Available data START

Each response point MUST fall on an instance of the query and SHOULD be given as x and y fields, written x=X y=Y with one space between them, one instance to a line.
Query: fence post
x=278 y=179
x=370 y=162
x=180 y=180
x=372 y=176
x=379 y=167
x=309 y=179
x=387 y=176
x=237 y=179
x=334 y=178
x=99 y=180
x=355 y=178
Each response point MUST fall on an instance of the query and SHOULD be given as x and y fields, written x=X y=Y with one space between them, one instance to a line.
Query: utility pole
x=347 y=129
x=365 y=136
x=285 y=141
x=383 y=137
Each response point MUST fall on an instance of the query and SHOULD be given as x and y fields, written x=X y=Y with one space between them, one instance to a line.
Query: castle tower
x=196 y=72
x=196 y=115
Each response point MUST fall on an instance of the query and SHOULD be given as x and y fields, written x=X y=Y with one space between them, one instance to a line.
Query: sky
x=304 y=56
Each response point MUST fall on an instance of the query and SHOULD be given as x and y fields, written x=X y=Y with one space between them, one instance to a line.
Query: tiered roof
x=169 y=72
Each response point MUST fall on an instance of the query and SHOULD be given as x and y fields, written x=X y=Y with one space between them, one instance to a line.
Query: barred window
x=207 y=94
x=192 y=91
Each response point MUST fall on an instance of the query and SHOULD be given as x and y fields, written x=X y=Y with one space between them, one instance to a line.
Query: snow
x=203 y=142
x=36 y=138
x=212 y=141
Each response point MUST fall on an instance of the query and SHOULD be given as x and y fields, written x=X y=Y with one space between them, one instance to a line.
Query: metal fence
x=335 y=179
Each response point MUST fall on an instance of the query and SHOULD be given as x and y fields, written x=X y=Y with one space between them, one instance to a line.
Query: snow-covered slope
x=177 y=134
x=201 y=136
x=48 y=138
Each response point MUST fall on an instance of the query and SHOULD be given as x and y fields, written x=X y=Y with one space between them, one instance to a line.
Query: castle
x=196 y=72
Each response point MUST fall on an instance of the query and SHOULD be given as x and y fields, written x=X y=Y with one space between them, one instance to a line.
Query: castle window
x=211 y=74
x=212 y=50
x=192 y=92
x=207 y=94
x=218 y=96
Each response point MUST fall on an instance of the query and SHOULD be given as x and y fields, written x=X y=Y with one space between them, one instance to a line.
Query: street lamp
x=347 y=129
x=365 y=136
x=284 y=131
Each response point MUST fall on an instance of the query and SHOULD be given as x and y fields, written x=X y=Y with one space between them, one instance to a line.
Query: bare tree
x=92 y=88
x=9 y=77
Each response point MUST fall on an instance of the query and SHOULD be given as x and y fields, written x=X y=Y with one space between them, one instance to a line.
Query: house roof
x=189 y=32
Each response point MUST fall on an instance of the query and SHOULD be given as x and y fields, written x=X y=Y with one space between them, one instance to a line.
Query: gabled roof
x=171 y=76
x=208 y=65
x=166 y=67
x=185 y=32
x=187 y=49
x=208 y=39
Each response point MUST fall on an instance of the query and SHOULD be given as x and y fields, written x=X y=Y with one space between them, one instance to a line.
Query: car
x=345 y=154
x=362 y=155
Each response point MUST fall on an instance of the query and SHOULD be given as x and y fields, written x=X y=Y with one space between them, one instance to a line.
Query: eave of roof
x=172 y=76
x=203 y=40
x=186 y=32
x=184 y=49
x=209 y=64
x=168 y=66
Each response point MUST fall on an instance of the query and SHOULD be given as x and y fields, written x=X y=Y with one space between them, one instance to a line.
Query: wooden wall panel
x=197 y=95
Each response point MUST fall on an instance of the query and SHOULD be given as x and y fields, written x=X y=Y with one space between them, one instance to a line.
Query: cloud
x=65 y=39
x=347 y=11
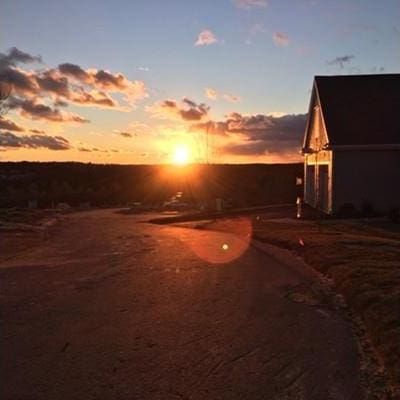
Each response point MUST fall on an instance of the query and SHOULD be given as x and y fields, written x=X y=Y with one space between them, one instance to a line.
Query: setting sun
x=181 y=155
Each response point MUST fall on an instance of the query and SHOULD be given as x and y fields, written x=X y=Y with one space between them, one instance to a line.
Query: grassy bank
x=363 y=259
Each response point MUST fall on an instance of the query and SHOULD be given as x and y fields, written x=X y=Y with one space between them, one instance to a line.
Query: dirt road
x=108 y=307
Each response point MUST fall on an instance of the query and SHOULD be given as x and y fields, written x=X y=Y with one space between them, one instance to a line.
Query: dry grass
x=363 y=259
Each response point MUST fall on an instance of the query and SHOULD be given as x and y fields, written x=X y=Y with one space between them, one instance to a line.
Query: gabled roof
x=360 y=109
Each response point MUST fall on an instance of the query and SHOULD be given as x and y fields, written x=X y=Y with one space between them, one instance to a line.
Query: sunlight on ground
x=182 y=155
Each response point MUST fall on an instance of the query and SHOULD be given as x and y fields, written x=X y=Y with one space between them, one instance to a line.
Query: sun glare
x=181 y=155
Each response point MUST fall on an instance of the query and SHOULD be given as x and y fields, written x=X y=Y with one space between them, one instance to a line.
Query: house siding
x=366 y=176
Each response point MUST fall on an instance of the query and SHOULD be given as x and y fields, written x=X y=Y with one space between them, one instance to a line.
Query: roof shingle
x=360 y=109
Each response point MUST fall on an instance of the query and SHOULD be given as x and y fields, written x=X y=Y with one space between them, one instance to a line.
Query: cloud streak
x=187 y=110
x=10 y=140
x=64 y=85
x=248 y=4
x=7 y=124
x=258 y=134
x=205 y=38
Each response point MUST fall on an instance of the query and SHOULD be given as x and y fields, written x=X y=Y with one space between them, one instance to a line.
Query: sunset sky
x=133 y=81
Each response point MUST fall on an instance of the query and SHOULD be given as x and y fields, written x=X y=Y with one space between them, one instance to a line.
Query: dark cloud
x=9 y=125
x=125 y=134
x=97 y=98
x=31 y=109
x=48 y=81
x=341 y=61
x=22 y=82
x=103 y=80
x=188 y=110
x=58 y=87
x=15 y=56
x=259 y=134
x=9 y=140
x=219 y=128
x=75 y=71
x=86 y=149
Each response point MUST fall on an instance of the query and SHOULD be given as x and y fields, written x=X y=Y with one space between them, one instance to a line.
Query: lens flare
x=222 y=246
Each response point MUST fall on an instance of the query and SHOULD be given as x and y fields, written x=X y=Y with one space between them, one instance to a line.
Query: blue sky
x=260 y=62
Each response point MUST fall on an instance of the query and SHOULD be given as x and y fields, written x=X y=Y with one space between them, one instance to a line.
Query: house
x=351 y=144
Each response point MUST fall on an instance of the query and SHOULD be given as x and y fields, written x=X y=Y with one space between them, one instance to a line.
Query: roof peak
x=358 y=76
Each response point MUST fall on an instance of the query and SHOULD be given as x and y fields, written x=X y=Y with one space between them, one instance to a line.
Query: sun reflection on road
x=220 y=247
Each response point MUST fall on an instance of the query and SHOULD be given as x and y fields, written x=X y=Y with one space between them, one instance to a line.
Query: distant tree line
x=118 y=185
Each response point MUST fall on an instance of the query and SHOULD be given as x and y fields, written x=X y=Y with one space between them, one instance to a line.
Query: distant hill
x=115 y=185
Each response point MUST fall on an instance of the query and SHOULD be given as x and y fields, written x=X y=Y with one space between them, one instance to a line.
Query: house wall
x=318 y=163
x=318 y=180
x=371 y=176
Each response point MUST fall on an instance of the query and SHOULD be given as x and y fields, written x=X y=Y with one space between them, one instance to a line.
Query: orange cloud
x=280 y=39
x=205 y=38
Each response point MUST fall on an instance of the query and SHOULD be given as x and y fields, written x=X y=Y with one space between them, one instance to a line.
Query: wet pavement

Available data END

**What the task asks**
An exact copy of the records above is required, leaving out the pictures.

**Written answer**
Each response point MUST fall on an instance of the query and SHOULD be given as x and y fields, written x=X y=Y with one space between them, one instance to a line.
Query: fence post
x=278 y=179
x=370 y=162
x=180 y=180
x=372 y=176
x=379 y=167
x=309 y=179
x=387 y=176
x=237 y=179
x=334 y=178
x=99 y=180
x=355 y=178
Each response point MUST fall on an instance of the query and SHOULD be given as x and y fields, written x=X y=Y with one space between them, one instance to a line.
Query: utility pole
x=347 y=129
x=365 y=136
x=285 y=141
x=383 y=137
Each response point MUST fall on an instance of the query and SHOULD be given as x and y fields, written x=X y=Y with one space between them, one instance to a line.
Query: castle tower
x=196 y=72
x=196 y=115
Each response point MUST fall on an instance of the query and SHOULD be given as x and y fields, written x=X y=Y with one space between them, one instance to a line.
Query: sky
x=304 y=56
Each response point MUST fall on an instance of the query and SHOULD be given as x and y fields, written x=X y=Y with one space between them, one instance to a line.
Query: tiered roof
x=169 y=72
Each response point MUST fall on an instance of the query and SHOULD be given as x and y fields, written x=X y=Y with one space between them, one instance to a line.
Query: barred window
x=207 y=94
x=192 y=91
Each response point MUST fall on an instance of the query and SHOULD be given as x and y fields, written x=X y=Y with one space between them, one instance to a line.
Query: snow
x=203 y=142
x=36 y=138
x=212 y=141
Each response point MUST fall on an instance of the query and SHOULD be given as x and y fields, written x=X y=Y with one space between them, one instance to a line.
Query: metal fence
x=335 y=179
Each response point MUST fall on an instance of the query and SHOULD be given as x and y fields, written x=X y=Y with one space between them, one instance to a line.
Query: snow-covered slope
x=177 y=134
x=201 y=136
x=48 y=138
Each response point MUST fall on an instance of the query and SHOULD be given as x and y fields, written x=X y=Y with one space between them, one instance to a line.
Query: castle
x=196 y=72
Each response point MUST fall on an instance of the query and SHOULD be given as x and y fields, written x=X y=Y with one space between them, one instance to a line.
Query: castle window
x=211 y=74
x=212 y=50
x=192 y=92
x=207 y=94
x=218 y=96
Each response point MUST fall on an instance of the query and SHOULD be given as x and y fields, written x=X y=Y with one space between them, one instance to a line.
Query: street lamp
x=347 y=129
x=365 y=136
x=284 y=131
Each response point MUST fall on an instance of the query and SHOULD be given as x and y fields, written x=X y=Y with one space between them, one instance to a line.
Query: bare tree
x=92 y=88
x=9 y=77
Each response point MUST fall on an instance of the query and SHOULD be given as x and y fields, written x=X y=Y with one space between them, one instance to a line.
Query: house roof
x=189 y=32
Each response point MUST fall on an instance of the query and SHOULD be given as x and y fields, written x=X y=Y with one space between them, one instance to a line.
Query: gabled roof
x=171 y=76
x=208 y=65
x=166 y=67
x=185 y=32
x=187 y=49
x=208 y=39
Each response point MUST fall on an instance of the query and SHOULD be given as x and y fields, written x=X y=Y with one space between them, one instance to a line.
Query: car
x=345 y=154
x=362 y=155
Each response point MUST fall on an instance of the query and SHOULD be given as x and y fields, written x=X y=Y with one space between them, one instance to a line.
Query: eave of roof
x=172 y=76
x=203 y=40
x=186 y=32
x=184 y=49
x=209 y=64
x=168 y=66
Each response point MUST fall on an instance of the query and SHOULD be given as x and y fields, written x=X y=Y with one space between them, one instance to a line.
Query: wooden wall panel
x=197 y=95
Each response point MUST fall on an instance of the query and SHOULD be given as x and y fields, written x=X y=Y with one space between them, one instance to a line.
Query: cloud
x=65 y=39
x=347 y=11
Each response point MUST fall on an instance of the query and SHOULD be given as x and y fields, written x=X y=Y with one space between them, one instance to a line.
Query: setting sun
x=181 y=155
Each response point MUST fall on an instance of the query and SHOULD be given as x and y fields, written x=X y=Y with one space between them, one instance to a line.
Query: grassy bank
x=363 y=259
Each response point MUST fall on an instance of the query and SHOULD be given as x and y fields, written x=X y=Y with one space between them, one instance to a line.
Query: dirt road
x=108 y=307
Each response point MUST fall on an instance of the query and SHOULD be given as x and y fields, written x=X y=Y with one space between them, one instance to a line.
Query: dry grass
x=363 y=259
Each response point MUST fall on an instance of the query and SHOULD be given as x and y fields, written x=X y=Y with one space between them, one instance to a line.
Query: gabled roof
x=360 y=109
Each response point MUST fall on an instance of the query and SHOULD be given as x and y fields, written x=X y=Y with one space between them, one instance to a line.
Query: sunlight on ground
x=182 y=155
Each response point MUST fall on an instance of the query and SHOULD be given as x and y fields, written x=X y=Y with one space between them, one instance to a line.
Query: sun glare
x=181 y=155
Each response point MUST fall on an instance of the query and SHOULD be given as x and y fields, written x=X y=Y with one space between them, one instance to a line.
Query: house siding
x=366 y=176
Each response point MUST fall on an instance of the query and SHOULD be given as x and y fields, written x=X y=Y with one space between them, one instance to a line.
Query: roof shingle
x=360 y=109
Each response point MUST fall on an instance of the query and SHOULD be given as x and y fields, written x=X y=Y with one space between them, one instance to a line.
Query: cloud streak
x=187 y=110
x=10 y=140
x=64 y=85
x=248 y=4
x=7 y=124
x=258 y=134
x=205 y=38
Each response point MUST fall on an instance of the query and SHOULD be given as x and y fields, written x=X y=Y with one space between them, one instance to a line.
Query: sunset sky
x=133 y=81
Each response point MUST fall on an instance of the query and SHOULD be given as x and y fields, written x=X y=Y with one space between them, one instance to a line.
Query: dark cloud
x=9 y=125
x=125 y=134
x=97 y=98
x=31 y=109
x=48 y=81
x=341 y=61
x=22 y=82
x=103 y=80
x=188 y=110
x=58 y=87
x=15 y=56
x=259 y=134
x=9 y=140
x=219 y=128
x=75 y=71
x=86 y=149
Each response point MUST fall on an instance of the query and SHOULD be given as x and y fields, written x=X y=Y with one space between them, one instance to a line.
Query: lens flare
x=222 y=246
Each response point MUST fall on an instance of the query and SHOULD be given as x and y fields, written x=X y=Y with one space between them, one instance to a line.
Query: blue sky
x=260 y=62
Each response point MUST fall on an instance of the query and SHOULD be given as x and y fields, written x=X y=Y with one space between them, one instance to a line.
Query: house
x=351 y=144
Each response point MUST fall on an instance of the query and SHOULD be given as x and y fields, written x=X y=Y with one space between them, one instance to a line.
Query: roof peak
x=358 y=76
Each response point MUST fall on an instance of the query and SHOULD be given as x and y fields, written x=X y=Y with one space between them, one instance to a line.
Query: sun reflection on road
x=220 y=247
Each response point MUST fall on an instance of the query and SHOULD be given as x and y fields, written x=X y=Y with one space between them, one instance to a line.
Query: distant tree line
x=118 y=185
Each response point MUST fall on an instance of the query and SHOULD be given as x and y fields, written x=X y=Y with one space between them, one instance to a line.
Query: distant hill
x=115 y=185
Each response point MUST fall on an instance of the query and SHOULD be given as x and y fields, written x=X y=Y with one space between them, one instance to a line.
Query: house wall
x=318 y=163
x=318 y=180
x=371 y=176
Each response point MUST fall on an instance of the query and SHOULD be given as x and y fields, written x=X y=Y with one space between them, one instance to a line.
Query: orange cloud
x=280 y=39
x=205 y=38
Each response point MUST fall on an instance of the query and SHOULD be given as x and y fields, written x=X y=Y with one space between them, one instance to a line.
Query: wet pavement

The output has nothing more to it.